Other things that you need to ask/state-- VERBATIM-- at this point;
"Are you denying my son's right to a determination of eligibility under Section 504?"
"Are you stating that the district considers some medical conditions or diagnoses to be automatically
ineligible under Federal Law?
Perhaps they should run both of those statements past an attorney, in fact.
Be sure to write down who said it if you get confirmation to either question, by the way-- and LET THEM KNOW YOU'RE DOING IT.
Of COURSE you don't "have" to be included when a 504 plan is written. Well, not technically, I suppose. But who at the school is an "expert" in the management of your son's individual condition and all of it's quirks, hmm?
State; "Oh, yes of course. Who will be present at the meeting who has greater expertise and experience in good management of my son's allergy, then?" (Be ready to write down the name-- and ask for credentials if they give you one.)
WRITING the plan
must, under law, be a collaborative process. Finding eligibility must, as well. And that is where your district is CLEARLY breaking the law.
Show them
Gloucester if they drag their heels. (Also available at Wrightslaw-- and probably here, too.)
Next step, too, could be to call OCR for
technical assistance in understanding your child's rights as they pertain to eligibility determinations and whether or not the district can deny him a meeting to evaluate eligibility on the basis of the nature of his diagnosis (which is what you're being told).
THEN, you can fire back with "That's not what I was told when I contacted the Office of Civil Rights. Maybe YOU should call them for technical assistance yourself."

— Exercise prompt —
Can you extract, word for word, the stretch of the Section 504 advice post from "Perhaps they should" through "YOU'RE DOING IT."?

— Data for analysis —
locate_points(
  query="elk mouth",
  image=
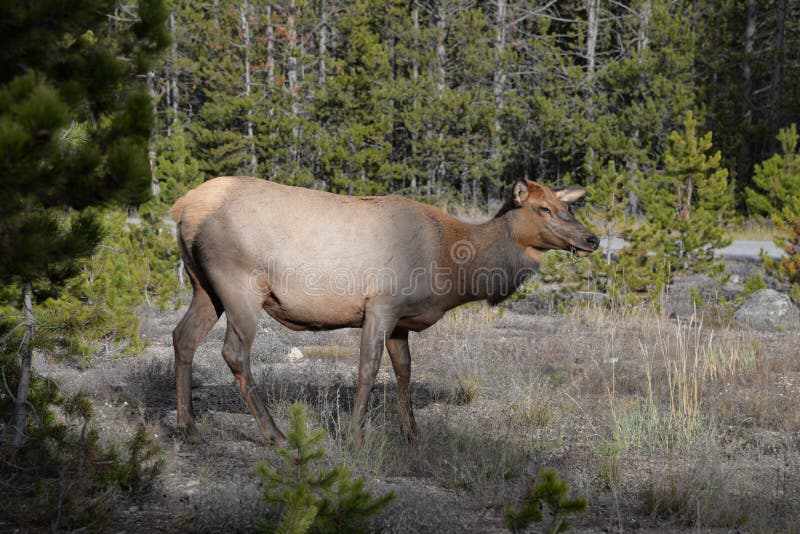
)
(580, 252)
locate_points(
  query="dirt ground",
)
(498, 395)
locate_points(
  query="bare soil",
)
(498, 396)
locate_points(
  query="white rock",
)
(294, 355)
(768, 309)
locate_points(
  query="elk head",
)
(542, 221)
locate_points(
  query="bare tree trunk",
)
(415, 80)
(778, 71)
(645, 14)
(249, 134)
(21, 402)
(440, 169)
(155, 189)
(751, 21)
(593, 16)
(441, 57)
(173, 75)
(291, 75)
(498, 87)
(323, 41)
(270, 47)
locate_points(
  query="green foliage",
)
(65, 478)
(46, 90)
(778, 180)
(687, 206)
(551, 491)
(140, 469)
(135, 264)
(311, 498)
(753, 284)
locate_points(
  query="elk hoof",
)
(191, 434)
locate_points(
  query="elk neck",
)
(494, 267)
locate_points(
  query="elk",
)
(320, 261)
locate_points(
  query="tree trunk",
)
(155, 189)
(249, 134)
(415, 84)
(322, 44)
(645, 14)
(291, 76)
(498, 87)
(751, 20)
(778, 71)
(593, 16)
(173, 74)
(21, 402)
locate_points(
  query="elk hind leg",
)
(239, 338)
(399, 352)
(201, 316)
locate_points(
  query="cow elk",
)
(319, 261)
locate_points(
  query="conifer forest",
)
(623, 391)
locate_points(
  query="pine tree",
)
(311, 498)
(778, 180)
(552, 491)
(74, 130)
(688, 204)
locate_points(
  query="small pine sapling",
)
(311, 498)
(778, 182)
(552, 491)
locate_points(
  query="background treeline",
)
(455, 99)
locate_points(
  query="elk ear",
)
(520, 192)
(570, 194)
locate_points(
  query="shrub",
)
(63, 477)
(311, 498)
(552, 491)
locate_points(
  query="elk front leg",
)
(378, 326)
(399, 352)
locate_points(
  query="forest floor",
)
(663, 424)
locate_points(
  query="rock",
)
(768, 310)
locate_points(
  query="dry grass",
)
(326, 351)
(659, 423)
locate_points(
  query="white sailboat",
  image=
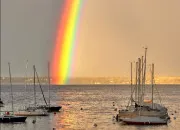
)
(149, 112)
(9, 116)
(33, 111)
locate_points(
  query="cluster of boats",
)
(140, 111)
(34, 110)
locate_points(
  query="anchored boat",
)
(8, 117)
(140, 111)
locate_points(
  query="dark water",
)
(96, 101)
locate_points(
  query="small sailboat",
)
(10, 117)
(143, 111)
(49, 107)
(32, 111)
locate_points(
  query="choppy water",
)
(96, 101)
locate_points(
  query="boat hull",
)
(30, 114)
(140, 120)
(11, 119)
(51, 108)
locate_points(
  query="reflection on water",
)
(84, 106)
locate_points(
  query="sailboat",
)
(1, 102)
(49, 107)
(143, 112)
(32, 111)
(10, 117)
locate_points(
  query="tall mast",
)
(26, 79)
(152, 78)
(144, 79)
(49, 81)
(34, 85)
(136, 82)
(11, 86)
(26, 76)
(139, 79)
(131, 83)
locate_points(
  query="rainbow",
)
(66, 41)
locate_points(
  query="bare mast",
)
(152, 81)
(49, 82)
(34, 85)
(11, 85)
(131, 84)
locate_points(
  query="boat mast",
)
(49, 81)
(139, 79)
(11, 85)
(144, 79)
(152, 84)
(136, 81)
(131, 83)
(26, 76)
(34, 85)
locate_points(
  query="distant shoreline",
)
(93, 80)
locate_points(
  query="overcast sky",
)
(112, 33)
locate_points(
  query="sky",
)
(111, 35)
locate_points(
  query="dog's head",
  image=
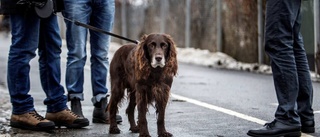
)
(157, 50)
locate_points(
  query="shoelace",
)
(271, 124)
(36, 115)
(74, 114)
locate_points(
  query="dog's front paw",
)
(134, 129)
(165, 134)
(144, 135)
(114, 130)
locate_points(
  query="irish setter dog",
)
(146, 71)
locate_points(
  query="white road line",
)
(226, 111)
(220, 109)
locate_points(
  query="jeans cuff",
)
(98, 98)
(75, 96)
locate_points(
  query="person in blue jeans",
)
(100, 14)
(29, 33)
(284, 45)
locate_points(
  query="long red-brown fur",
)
(130, 69)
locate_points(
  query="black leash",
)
(97, 29)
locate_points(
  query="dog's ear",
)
(172, 56)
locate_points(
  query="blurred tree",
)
(239, 24)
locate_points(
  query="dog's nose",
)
(158, 59)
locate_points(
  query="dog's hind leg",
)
(161, 103)
(130, 111)
(117, 93)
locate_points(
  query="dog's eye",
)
(153, 44)
(164, 45)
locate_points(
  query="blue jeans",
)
(100, 14)
(30, 33)
(284, 45)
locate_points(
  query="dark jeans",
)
(284, 45)
(100, 14)
(30, 33)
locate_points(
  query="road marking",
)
(220, 109)
(226, 111)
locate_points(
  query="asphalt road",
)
(205, 102)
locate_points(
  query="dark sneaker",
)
(307, 126)
(100, 114)
(31, 121)
(76, 107)
(275, 129)
(68, 119)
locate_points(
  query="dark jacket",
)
(11, 6)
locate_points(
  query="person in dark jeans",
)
(29, 33)
(284, 45)
(100, 14)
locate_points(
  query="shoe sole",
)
(31, 127)
(98, 120)
(307, 129)
(289, 134)
(77, 125)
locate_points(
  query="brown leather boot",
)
(68, 119)
(76, 107)
(31, 121)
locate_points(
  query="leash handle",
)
(105, 32)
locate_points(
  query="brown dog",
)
(146, 70)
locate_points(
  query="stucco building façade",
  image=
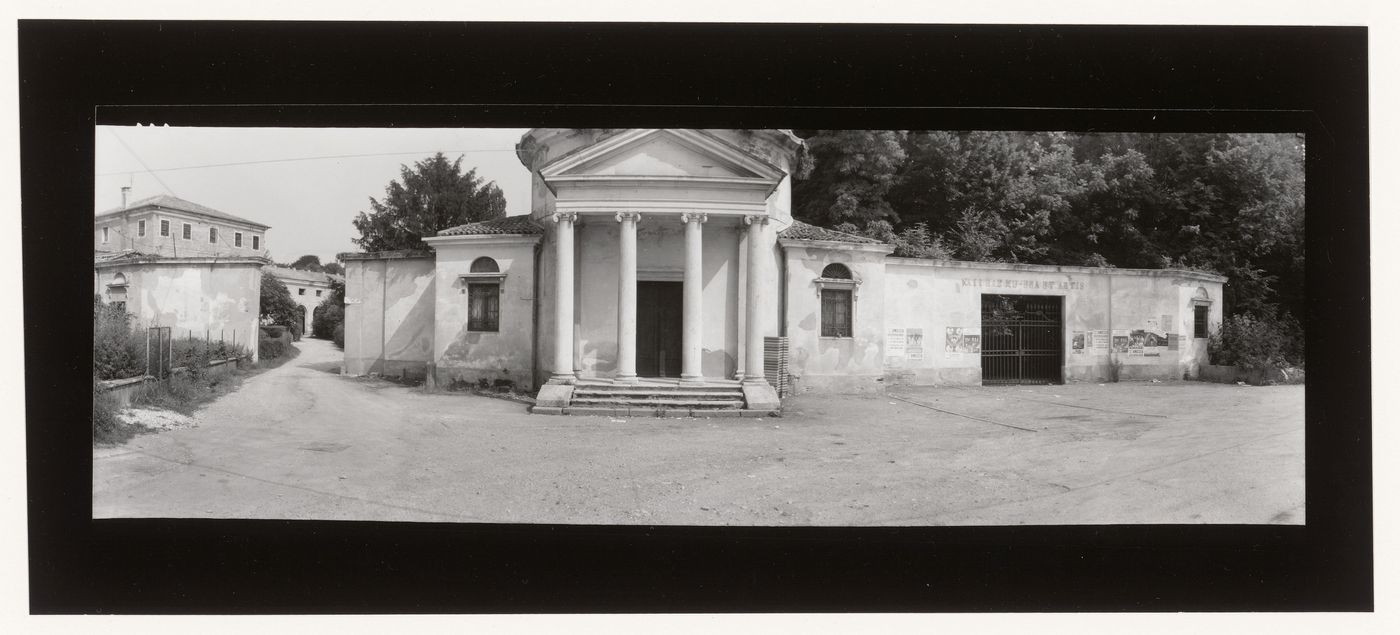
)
(661, 270)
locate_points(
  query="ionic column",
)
(563, 298)
(627, 298)
(692, 319)
(753, 330)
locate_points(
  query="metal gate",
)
(1022, 339)
(158, 351)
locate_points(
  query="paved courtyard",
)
(304, 442)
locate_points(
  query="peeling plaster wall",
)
(219, 298)
(462, 355)
(835, 364)
(934, 297)
(389, 316)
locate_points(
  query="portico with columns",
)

— Solution —
Perhaps they should run both of those statements past an attorney, in fact.
Be sure to write down who said it if you get confirmation to either question, by the way-- and LET THEM KNOW YOU'RE DOING IT.